━━ SOURCE RECORDS

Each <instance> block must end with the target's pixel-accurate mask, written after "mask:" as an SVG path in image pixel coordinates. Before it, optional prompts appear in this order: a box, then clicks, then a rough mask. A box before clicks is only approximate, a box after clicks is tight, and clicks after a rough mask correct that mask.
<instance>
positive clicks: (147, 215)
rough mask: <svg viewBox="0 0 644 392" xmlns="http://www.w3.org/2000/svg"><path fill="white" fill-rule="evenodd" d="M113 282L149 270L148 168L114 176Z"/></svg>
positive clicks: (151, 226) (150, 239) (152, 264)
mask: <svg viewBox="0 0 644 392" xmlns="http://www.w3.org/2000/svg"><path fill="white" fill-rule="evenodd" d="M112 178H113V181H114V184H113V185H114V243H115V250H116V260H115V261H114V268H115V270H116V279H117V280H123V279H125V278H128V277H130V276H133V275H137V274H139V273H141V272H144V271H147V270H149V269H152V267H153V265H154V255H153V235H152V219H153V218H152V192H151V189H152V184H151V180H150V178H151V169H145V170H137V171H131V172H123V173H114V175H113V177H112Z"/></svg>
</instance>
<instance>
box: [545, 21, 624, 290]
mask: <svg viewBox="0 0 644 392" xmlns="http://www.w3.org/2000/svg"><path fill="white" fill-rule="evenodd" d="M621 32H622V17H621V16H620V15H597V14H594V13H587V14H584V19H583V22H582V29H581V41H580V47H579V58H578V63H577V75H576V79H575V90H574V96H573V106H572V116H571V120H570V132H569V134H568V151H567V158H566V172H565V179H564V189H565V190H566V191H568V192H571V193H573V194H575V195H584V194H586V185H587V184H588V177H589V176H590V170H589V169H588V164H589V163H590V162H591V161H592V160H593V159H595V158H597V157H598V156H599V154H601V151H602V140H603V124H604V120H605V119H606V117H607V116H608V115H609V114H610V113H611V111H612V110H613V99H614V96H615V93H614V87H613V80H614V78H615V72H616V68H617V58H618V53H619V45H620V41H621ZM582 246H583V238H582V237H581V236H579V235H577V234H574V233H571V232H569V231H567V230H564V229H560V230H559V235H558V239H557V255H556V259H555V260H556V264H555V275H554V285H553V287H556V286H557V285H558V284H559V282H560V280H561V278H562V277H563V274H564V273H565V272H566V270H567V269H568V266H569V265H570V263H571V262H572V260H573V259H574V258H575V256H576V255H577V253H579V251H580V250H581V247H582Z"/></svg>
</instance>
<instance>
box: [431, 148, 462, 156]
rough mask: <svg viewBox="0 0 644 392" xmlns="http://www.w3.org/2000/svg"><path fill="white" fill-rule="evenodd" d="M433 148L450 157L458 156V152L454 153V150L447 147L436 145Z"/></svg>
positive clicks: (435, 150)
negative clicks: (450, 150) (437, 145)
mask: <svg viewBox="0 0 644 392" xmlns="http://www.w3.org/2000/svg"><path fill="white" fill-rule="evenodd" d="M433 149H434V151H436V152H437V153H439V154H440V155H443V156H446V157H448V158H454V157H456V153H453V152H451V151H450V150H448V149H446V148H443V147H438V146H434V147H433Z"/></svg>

━━━━

REQUIREMENT:
Using the entries above, say how many lines contain the string "rough"; the number is the full reply.

ANSWER FOR THE TASK:
3